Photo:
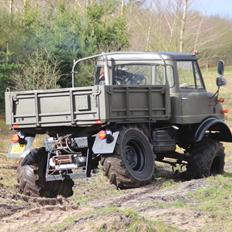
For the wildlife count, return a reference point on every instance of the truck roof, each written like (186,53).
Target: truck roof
(148,56)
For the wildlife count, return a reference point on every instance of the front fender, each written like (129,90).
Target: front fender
(219,130)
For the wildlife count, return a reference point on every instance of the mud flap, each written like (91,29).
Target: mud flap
(101,146)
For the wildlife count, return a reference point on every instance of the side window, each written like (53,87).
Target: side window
(170,75)
(199,83)
(159,75)
(99,75)
(186,74)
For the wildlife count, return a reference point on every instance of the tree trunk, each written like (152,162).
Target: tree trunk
(183,23)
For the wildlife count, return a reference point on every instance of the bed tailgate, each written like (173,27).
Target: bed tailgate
(58,107)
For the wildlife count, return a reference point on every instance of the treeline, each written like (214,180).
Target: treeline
(40,38)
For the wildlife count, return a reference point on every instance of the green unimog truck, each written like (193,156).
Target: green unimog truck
(139,109)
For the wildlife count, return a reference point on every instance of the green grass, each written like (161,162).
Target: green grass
(132,221)
(216,201)
(62,226)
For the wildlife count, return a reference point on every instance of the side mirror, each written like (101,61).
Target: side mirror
(220,67)
(220,81)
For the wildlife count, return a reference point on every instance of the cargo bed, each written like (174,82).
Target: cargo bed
(87,106)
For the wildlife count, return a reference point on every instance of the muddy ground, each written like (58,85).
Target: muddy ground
(166,204)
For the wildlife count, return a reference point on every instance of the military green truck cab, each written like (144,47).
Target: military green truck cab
(141,106)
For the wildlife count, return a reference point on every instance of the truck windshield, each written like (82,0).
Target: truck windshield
(189,76)
(136,74)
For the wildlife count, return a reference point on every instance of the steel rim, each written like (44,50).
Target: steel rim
(134,155)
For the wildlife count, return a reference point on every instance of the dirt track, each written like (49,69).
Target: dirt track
(98,206)
(101,211)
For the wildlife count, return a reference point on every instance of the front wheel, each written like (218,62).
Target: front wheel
(207,158)
(132,163)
···
-- Task statement --
Give every record again exactly, apart from the pictures, which stay out.

-- Response to the task --
Photo:
For the wildlife count, return a reference point on every instance of the truck roof, each written like (186,53).
Target: truck roof
(148,56)
For the wildlife count, return a reference point on every instance of the front fender, each written like (129,90).
Target: front fender
(219,130)
For the wildlife count, return a reference point on every instance of the mud flap, each written like (91,29).
Target: mud flap
(101,146)
For the wildlife count, return a reference point on every instance of the side window, each written like (53,87).
Target: side window
(170,75)
(199,83)
(159,75)
(99,75)
(186,74)
For the wildlife count, return a reference point on every instance of the tree trunk, each written like (152,162).
Target: tree trunk
(183,23)
For the wildlife count, return a reference point on every instance of the bed tailgate, each written like (173,27).
Target: bed tailgate
(58,107)
For the wildlife count, return a reference point on every instance of the treeline, each written like (214,180).
Target: treeline
(40,38)
For the wildlife count, return a reference point on every instance of the green unimog truck, each written like (193,156).
Target: green unimog truck
(139,109)
For the wildlife count, return a reference point on every instance of the green grass, each written like (161,162).
Target: green grass
(132,221)
(216,201)
(62,226)
For the wildlife count, return a reference point on every instance of the side mirror, each written like (101,61).
Target: side mirror
(220,67)
(220,81)
For the wildlife count, return a reference point on every instance of the cargo bed, each written like (174,82).
Target: cargo bed
(87,106)
For the wildlife count, return a reference point on every instance of the muddy ground, each written like (58,85).
Target: muddy ground
(166,204)
For the wildlife count, return a reference point on every instance of the military green truck cab, each written like (144,47).
Target: military green truck cab
(141,106)
For the wildlife count, return a reference point on every instance of the truck windshield, each written like (82,0).
Target: truck windshield
(189,76)
(136,74)
For the wildlife count, return a reference point on every instance of the steel rim, each written like (44,50).
Target: steel rim
(134,155)
For the wildlife count, return a reference point on every instance of the dirt track, each written like (49,69).
Target: dirt track
(98,206)
(101,211)
For the wildlife count, return a reference point on every instance of the front wheel, each written like (218,62).
Target: front wheel
(207,158)
(132,163)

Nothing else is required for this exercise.